*** Passage to read
Browse Raleigh Listings

Key Trends to Watch

1. Life Sciences Drives Differentiated Demand

Raleigh-Durham’s life sciences cluster — anchored by Research Triangle Park, Duke, UNC, and NC State — creates industrial demand that doesn’t exist in most logistics-focused markets. Pharmaceutical distribution, cold-chain storage, lab support space, and biotech manufacturing all require specialized warehouse product with higher specs and finish levels. This demand is less cyclical than pure logistics and supports premium pricing. For broader context: Industrial Real Estate Trends & Outlook 2026.

2. The Small-Bay Segment Remains Structurally Tight

While the construction pipeline has expanded to 5.6 million SF, the vast majority is large-format logistics product. Small-bay and flex space under 50,000 SF remains undersupplied relative to demand, particularly in the Cary/Morrisville and RTP corridors where land costs make spec small-bay development economically challenging. This mirrors the national trend: Small-Bay vs. Big-Box: What the Vacancy Gap Means in 2026.

3. Population Growth Fuels Distribution Demand

The Triangle is adding population faster than most US metros, with projections of 500,000+ new residents in the coming years. Apple’s $1 billion campus, tech employment growth of 50,000+ jobs, and ongoing corporate relocations are all generating secondary warehouse demand for distribution, fulfillment, and service operations. As supply chains reconfigure around tariff uncertainty, the Triangle’s educated workforce and Southeast positioning strengthen its appeal. See: How Tariffs Are Reshaping Warehouse Demand in 2026.

Outlook: What to Watch in Q2–Q3 2026

Raleigh-Durham’s industrial market enters mid-2026 in strong position, but the expanding construction pipeline introduces a variable that bears watching.

Expect vacancy to rise modestly toward 7–8% as the 5.6 million SF pipeline delivers through 2026. This is a normalization, not a correction — the market has been unusually tight.

Rent growth should moderate from 7% but remain positive, supported by limited existing supply in premium submarkets and consistent demand from the life sciences and logistics sectors.

The biggest opportunity is for tenants who can time their search to coincide with new deliveries in Eastern Wake County, where absorption has been strong and more modern product is coming online. For small-bay and flex tenants, the RTP and Cary corridors will remain tight and expensive.
******
*** Given information
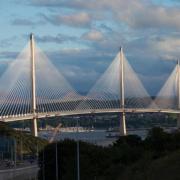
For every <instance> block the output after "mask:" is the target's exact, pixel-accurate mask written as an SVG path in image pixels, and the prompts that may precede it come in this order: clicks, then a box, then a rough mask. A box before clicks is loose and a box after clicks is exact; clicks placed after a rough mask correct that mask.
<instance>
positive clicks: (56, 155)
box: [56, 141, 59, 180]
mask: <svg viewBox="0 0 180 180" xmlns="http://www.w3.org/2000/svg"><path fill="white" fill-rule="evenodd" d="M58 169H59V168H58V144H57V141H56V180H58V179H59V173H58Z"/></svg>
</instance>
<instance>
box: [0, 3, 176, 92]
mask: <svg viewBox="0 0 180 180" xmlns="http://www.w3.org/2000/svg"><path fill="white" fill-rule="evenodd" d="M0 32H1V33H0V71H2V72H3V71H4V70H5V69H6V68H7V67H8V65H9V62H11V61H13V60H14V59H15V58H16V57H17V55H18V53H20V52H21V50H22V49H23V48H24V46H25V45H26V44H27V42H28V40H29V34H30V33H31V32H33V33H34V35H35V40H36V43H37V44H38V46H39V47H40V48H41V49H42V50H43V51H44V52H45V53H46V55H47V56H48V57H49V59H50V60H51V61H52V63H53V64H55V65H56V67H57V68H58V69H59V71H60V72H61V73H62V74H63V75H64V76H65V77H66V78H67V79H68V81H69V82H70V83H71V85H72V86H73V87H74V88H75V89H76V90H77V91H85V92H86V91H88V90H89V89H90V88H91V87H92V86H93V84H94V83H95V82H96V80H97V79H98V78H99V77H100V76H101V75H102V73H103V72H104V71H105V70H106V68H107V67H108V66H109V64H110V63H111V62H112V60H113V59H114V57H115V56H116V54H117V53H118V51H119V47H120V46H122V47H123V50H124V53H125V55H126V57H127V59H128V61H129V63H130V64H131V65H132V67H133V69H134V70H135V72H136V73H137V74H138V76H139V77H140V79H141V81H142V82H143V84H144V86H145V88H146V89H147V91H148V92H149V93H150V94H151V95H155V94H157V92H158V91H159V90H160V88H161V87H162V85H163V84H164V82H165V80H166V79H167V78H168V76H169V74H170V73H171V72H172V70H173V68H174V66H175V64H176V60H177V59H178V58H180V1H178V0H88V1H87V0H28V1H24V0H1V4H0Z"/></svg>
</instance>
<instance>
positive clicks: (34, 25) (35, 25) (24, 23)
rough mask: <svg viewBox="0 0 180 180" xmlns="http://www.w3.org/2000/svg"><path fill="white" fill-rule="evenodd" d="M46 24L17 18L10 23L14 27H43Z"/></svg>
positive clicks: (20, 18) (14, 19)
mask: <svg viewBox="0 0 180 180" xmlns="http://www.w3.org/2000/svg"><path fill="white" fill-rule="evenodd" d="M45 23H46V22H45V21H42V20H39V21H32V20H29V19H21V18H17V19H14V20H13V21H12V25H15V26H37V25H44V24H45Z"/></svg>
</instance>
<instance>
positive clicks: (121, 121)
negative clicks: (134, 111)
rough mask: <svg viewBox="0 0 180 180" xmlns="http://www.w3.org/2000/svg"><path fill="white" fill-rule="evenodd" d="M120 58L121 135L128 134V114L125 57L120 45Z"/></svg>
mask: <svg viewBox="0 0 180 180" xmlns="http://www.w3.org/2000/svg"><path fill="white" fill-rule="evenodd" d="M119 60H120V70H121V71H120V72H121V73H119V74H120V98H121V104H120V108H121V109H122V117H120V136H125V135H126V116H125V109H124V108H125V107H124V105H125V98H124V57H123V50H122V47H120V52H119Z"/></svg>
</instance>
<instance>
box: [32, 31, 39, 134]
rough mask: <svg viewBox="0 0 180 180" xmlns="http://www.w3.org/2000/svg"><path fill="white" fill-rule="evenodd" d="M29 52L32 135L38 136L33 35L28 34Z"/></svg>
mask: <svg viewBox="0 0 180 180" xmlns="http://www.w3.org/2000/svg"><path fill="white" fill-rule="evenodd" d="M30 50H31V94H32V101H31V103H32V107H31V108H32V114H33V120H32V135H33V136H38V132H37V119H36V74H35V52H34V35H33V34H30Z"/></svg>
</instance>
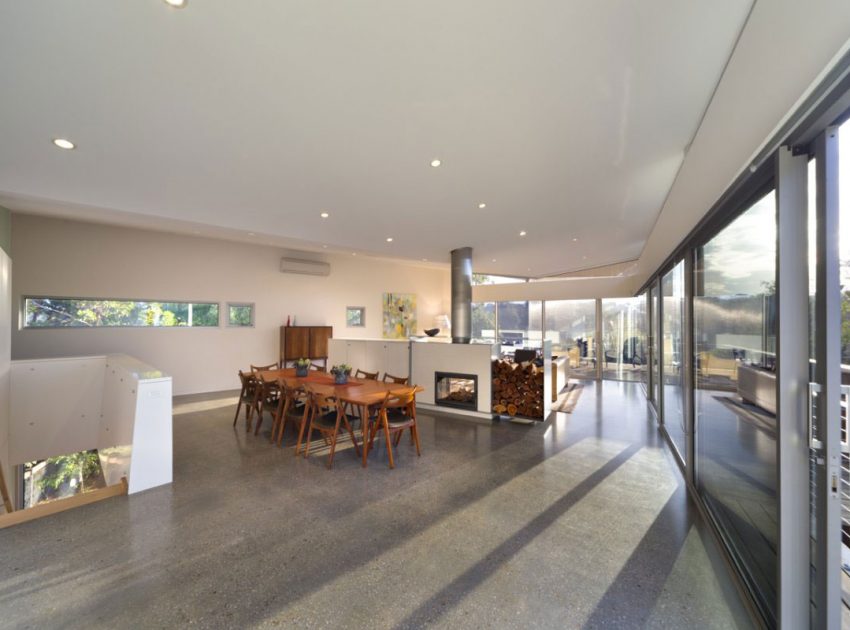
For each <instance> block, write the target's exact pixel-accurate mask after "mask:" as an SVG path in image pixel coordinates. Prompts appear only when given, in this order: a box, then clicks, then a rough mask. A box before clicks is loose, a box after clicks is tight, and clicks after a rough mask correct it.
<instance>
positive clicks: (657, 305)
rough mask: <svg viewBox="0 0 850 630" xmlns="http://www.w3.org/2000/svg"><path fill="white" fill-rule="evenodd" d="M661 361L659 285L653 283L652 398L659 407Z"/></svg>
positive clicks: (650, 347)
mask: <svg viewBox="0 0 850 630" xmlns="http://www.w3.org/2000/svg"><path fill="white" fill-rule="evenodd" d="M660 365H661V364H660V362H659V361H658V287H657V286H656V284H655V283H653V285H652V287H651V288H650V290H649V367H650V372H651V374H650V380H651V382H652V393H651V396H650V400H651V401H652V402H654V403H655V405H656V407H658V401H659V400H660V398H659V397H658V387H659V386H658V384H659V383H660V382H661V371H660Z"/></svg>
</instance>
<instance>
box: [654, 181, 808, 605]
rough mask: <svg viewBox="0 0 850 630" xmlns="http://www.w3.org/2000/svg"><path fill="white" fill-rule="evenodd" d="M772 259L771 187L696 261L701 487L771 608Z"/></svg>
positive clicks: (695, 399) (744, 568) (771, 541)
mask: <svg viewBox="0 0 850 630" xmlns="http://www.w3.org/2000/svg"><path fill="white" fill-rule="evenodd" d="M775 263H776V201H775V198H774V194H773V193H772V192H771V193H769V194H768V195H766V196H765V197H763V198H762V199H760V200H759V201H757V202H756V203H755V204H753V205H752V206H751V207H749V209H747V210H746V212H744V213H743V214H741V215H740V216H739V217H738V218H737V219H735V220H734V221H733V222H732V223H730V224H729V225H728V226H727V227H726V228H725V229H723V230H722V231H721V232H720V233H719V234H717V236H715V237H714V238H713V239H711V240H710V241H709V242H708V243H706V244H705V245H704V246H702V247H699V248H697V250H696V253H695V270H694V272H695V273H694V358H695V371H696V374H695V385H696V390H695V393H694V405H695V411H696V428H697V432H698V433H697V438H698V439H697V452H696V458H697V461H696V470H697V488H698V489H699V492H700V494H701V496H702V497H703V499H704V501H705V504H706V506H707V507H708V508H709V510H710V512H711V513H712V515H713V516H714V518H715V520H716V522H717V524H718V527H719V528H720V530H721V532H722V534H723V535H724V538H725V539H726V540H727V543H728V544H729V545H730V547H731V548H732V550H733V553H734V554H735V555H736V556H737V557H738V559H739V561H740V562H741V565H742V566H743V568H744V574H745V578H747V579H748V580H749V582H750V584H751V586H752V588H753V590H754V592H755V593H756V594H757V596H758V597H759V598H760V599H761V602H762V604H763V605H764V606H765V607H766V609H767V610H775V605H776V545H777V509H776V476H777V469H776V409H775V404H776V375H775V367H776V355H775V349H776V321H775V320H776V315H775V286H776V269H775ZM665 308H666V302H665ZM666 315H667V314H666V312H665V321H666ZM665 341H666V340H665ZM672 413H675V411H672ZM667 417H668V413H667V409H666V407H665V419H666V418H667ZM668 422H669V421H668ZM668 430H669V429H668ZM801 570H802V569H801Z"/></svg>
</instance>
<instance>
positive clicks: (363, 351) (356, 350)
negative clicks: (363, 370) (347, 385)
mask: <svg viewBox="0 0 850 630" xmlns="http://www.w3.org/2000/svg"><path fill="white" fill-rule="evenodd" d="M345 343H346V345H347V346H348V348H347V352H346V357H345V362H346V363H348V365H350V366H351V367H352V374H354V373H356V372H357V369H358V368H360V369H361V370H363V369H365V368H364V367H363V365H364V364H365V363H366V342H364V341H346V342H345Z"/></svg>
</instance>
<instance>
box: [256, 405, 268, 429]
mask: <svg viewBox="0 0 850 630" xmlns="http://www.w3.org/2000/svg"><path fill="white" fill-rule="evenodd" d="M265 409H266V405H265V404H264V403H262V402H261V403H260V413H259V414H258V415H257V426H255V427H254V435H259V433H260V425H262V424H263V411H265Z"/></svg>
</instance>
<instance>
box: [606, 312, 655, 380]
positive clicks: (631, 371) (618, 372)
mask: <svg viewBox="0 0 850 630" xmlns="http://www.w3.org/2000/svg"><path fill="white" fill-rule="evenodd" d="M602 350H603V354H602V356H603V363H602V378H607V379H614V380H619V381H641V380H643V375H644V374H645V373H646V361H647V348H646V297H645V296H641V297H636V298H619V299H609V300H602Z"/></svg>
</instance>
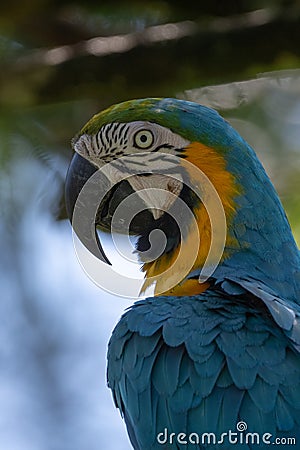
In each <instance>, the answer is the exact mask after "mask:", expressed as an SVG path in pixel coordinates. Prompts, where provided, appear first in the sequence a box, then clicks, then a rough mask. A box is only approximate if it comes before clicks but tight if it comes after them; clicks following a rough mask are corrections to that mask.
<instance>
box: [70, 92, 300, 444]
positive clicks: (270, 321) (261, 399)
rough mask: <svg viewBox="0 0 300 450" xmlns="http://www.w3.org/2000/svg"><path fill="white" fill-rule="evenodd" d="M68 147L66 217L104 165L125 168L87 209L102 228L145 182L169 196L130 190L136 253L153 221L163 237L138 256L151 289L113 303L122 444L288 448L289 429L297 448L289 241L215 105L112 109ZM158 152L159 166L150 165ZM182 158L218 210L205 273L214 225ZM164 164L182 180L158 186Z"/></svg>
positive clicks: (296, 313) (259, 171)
******
**Tasks to complete**
A) Translate this sentence from the Raleigh-Durham passage into Spanish: "This is a normalization, not a correction — the market has been unusually tight."
B) Reproduce, character for character, the portion of the Raleigh-Durham passage that opens with the words containing "Rent growth should" and closes with "tight and expensive.".

**Solved tasks**
A) Se trata de una normalización, no de una corrección: el mercado ha estado inusualmente ajustado.

B)
Rent growth should moderate from 7% but remain positive, supported by limited existing supply in premium submarkets and consistent demand from the life sciences and logistics sectors.

The biggest opportunity is for tenants who can time their search to coincide with new deliveries in Eastern Wake County, where absorption has been strong and more modern product is coming online. For small-bay and flex tenants, the RTP and Cary corridors will remain tight and expensive.